Please find each line in the entries below that contains the string "flatbread" and copy those lines out. Case counts when matching.

──────── Exercise material

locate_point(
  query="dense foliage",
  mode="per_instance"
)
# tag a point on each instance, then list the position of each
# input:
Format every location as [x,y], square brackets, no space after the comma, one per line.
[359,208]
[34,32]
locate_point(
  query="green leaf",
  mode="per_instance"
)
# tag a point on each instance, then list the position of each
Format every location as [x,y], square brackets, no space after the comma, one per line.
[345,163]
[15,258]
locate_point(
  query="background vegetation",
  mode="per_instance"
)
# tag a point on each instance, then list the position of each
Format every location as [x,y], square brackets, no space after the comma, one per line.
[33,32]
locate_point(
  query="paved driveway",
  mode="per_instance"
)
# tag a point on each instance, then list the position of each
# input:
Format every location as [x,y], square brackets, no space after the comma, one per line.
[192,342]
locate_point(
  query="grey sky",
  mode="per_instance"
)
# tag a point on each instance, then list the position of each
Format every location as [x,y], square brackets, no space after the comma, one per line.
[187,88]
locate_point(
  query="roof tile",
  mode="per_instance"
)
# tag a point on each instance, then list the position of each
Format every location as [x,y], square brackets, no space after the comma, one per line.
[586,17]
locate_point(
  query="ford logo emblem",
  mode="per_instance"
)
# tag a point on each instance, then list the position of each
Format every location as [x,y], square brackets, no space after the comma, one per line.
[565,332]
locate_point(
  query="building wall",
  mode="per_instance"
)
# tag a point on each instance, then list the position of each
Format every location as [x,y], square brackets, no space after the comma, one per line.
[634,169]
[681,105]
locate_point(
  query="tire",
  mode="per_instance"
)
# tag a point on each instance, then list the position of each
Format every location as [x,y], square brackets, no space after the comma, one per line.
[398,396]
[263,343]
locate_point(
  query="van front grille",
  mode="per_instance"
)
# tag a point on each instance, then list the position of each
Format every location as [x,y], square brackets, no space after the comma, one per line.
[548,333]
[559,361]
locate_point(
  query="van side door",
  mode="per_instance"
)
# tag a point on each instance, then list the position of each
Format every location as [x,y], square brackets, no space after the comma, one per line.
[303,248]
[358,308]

────────────────
──────── Exercise material

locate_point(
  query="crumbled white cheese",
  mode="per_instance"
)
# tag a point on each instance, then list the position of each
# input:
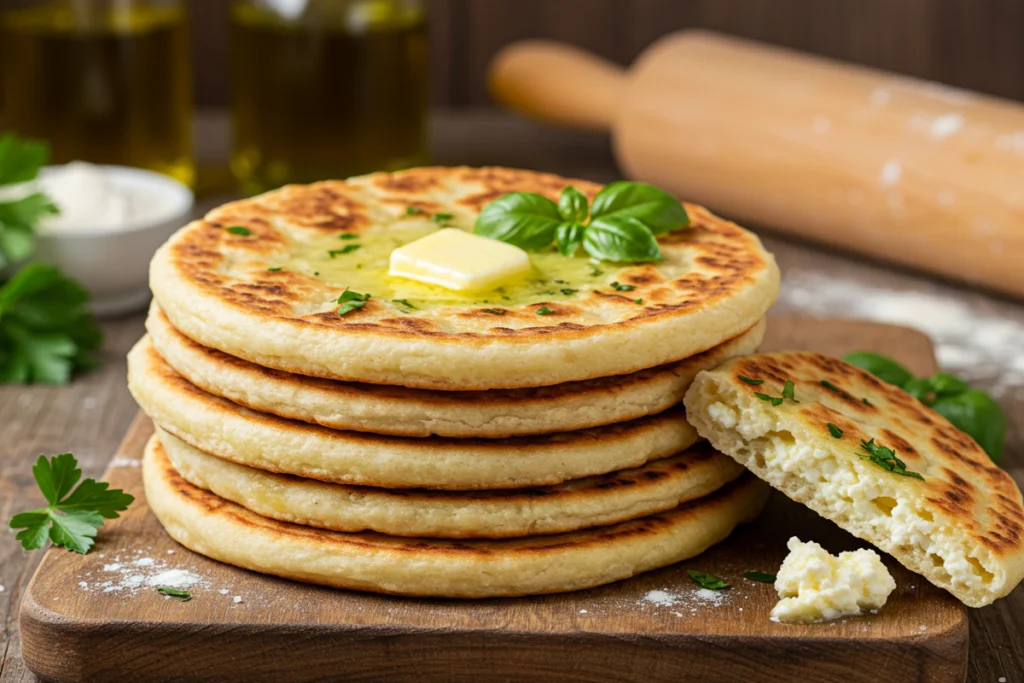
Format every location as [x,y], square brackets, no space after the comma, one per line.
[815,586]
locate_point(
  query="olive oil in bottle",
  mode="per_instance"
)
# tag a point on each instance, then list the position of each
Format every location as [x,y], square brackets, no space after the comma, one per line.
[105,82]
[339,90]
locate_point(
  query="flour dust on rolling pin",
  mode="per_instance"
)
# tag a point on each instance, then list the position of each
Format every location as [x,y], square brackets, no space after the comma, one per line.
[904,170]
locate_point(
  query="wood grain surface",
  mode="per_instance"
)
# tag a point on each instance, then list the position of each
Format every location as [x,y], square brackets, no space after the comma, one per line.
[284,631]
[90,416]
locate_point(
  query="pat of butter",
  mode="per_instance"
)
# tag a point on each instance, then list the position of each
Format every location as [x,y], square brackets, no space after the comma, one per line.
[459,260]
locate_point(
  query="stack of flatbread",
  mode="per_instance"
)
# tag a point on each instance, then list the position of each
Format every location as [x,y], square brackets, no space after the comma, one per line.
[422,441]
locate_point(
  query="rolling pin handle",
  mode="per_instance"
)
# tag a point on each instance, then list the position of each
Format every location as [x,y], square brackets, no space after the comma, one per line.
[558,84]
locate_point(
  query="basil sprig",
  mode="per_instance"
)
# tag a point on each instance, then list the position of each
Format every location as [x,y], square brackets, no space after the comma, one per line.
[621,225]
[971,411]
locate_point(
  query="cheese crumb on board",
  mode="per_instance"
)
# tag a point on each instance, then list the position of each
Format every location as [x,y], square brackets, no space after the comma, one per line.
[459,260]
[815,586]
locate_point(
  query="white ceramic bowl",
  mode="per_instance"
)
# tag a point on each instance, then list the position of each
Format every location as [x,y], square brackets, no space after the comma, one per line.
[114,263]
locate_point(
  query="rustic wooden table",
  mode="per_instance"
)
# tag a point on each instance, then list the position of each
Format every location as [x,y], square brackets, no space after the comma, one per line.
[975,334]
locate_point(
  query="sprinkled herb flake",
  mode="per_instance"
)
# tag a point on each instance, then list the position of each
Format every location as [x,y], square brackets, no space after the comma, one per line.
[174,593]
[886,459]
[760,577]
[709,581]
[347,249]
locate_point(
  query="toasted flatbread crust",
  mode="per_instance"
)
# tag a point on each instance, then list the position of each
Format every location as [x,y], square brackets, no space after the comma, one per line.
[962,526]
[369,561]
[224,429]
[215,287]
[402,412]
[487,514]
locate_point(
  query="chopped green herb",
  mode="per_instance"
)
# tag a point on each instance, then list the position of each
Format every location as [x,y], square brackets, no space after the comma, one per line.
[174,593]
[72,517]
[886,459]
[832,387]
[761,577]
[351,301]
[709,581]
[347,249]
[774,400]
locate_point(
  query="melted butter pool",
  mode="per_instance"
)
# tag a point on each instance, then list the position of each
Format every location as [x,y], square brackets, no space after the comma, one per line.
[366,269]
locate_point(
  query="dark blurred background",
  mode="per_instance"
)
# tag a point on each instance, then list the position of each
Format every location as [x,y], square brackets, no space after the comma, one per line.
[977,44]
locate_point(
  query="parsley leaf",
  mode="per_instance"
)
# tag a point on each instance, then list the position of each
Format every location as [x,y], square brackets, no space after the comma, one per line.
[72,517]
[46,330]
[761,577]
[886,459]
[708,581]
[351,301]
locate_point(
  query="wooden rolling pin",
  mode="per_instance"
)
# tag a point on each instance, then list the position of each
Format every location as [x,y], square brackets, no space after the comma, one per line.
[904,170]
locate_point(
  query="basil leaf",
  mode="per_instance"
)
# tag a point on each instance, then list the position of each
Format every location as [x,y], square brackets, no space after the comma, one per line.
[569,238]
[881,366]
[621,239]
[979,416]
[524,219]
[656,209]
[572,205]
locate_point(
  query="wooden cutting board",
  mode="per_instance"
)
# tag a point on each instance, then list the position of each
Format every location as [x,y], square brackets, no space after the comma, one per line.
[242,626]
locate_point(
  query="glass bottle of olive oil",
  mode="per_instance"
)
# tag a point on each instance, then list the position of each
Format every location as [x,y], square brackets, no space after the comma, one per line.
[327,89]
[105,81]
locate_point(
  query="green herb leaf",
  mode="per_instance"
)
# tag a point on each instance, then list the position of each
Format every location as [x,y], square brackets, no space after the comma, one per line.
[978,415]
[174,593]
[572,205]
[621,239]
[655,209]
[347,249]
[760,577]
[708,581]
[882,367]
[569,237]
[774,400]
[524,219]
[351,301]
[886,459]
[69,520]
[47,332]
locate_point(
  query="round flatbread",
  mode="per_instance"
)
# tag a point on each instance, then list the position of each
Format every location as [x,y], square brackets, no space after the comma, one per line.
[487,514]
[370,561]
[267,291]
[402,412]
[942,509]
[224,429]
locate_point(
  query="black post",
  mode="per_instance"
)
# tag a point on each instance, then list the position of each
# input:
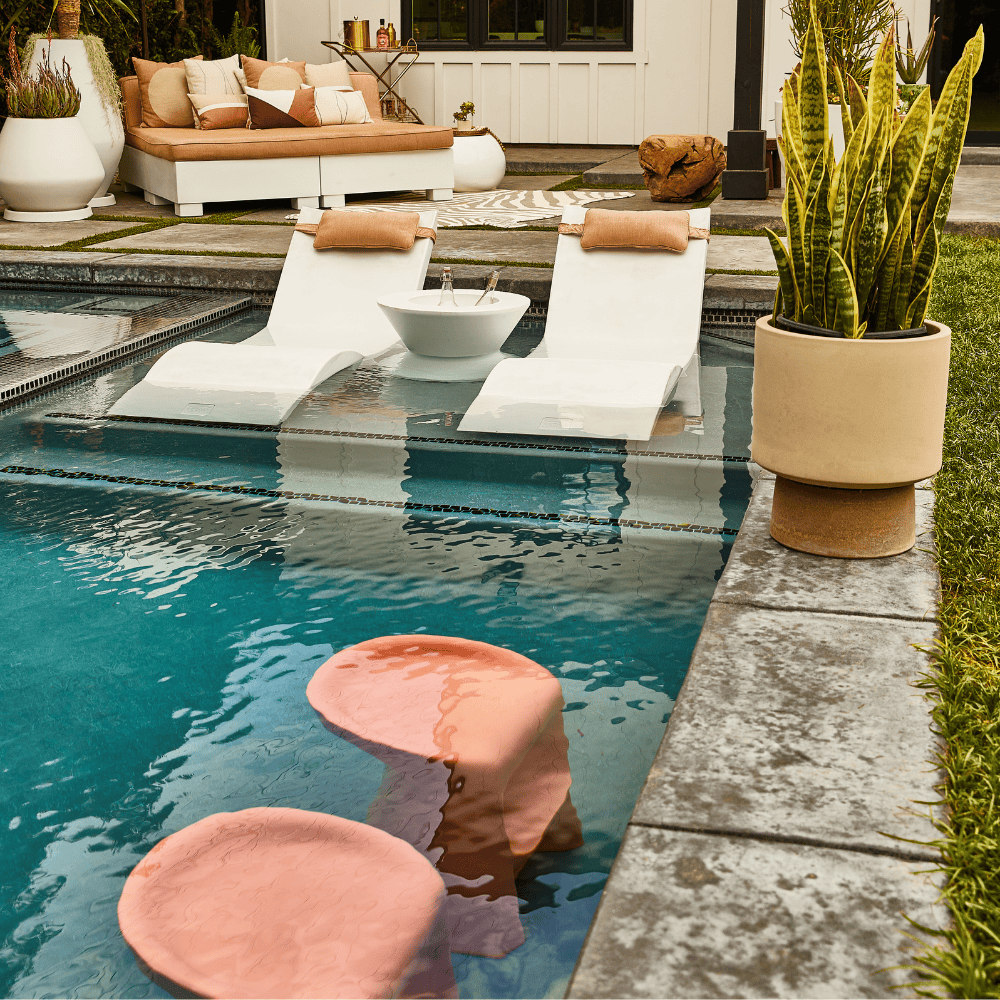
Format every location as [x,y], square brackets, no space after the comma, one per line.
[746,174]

────────────────

### Finished exercise
  query="stack of flatbread",
  query="toasted flatbread crust",
  query="round flatbread",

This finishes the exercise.